== PROBLEM TO WORK ON ==
Here is the task for the records below: repeat exactly the lines from the one with "the window in the photo above." to the one with "foliage in the photo above.", both included, and nothing else.

[Referring expression data]
--------------------------------
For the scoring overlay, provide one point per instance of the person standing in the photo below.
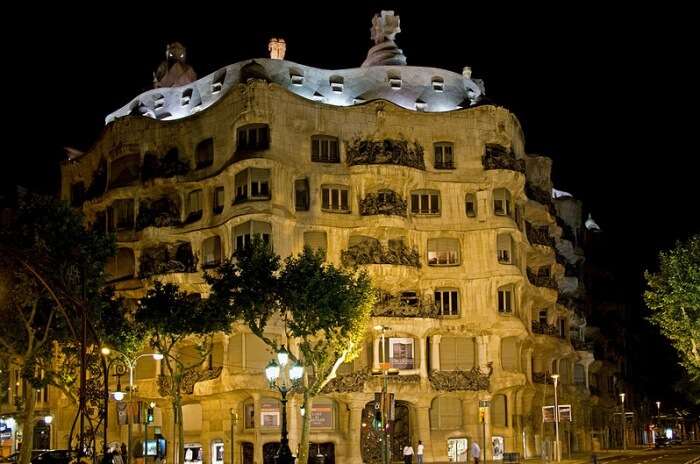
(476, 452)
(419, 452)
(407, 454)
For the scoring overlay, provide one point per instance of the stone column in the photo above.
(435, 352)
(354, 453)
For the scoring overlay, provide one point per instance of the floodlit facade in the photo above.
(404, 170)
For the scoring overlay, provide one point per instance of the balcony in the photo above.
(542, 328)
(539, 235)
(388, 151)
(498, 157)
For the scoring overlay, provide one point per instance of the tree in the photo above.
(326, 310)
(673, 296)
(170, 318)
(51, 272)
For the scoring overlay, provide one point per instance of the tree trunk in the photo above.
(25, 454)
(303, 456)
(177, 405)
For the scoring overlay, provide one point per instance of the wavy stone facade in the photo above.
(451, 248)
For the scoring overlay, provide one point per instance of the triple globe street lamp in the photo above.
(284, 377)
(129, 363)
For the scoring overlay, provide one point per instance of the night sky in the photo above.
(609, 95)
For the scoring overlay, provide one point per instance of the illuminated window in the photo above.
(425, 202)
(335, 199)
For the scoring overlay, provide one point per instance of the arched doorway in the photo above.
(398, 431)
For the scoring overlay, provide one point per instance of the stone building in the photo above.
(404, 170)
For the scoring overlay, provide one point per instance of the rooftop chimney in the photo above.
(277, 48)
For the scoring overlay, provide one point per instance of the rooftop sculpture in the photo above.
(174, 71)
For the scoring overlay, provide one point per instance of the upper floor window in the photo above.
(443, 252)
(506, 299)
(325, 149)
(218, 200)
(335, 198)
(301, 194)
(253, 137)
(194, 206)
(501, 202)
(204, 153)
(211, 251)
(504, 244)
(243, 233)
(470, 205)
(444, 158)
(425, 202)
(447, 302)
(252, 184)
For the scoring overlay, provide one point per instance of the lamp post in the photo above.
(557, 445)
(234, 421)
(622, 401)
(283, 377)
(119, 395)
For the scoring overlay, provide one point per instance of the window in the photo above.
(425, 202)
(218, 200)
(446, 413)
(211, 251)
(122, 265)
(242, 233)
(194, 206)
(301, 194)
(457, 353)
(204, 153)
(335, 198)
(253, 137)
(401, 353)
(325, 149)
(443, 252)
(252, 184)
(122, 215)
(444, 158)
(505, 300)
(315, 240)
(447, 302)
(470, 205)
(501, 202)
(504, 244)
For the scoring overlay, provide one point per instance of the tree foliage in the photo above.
--------------------------------
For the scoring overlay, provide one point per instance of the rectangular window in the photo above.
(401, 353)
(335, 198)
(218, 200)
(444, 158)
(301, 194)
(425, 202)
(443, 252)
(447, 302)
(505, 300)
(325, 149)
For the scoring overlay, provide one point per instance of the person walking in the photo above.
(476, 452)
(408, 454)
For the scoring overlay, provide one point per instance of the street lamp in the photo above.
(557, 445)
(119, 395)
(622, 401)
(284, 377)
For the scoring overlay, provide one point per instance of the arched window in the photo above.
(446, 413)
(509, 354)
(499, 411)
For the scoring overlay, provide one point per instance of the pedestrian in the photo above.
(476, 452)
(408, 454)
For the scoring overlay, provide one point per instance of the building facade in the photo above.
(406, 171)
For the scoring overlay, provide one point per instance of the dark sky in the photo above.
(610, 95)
--------------------------------
== WRITTEN RESPONSE ==
For the scoring overlay, provide one point per instance of the window in the photo above.
(425, 202)
(218, 200)
(446, 413)
(211, 251)
(122, 265)
(242, 233)
(194, 206)
(301, 194)
(457, 353)
(204, 153)
(335, 198)
(253, 137)
(401, 353)
(325, 149)
(443, 252)
(252, 184)
(122, 215)
(444, 158)
(505, 300)
(315, 240)
(447, 302)
(470, 205)
(501, 202)
(504, 244)
For the scoring overlay, provide one point per instance of the tree foliage in the photo above.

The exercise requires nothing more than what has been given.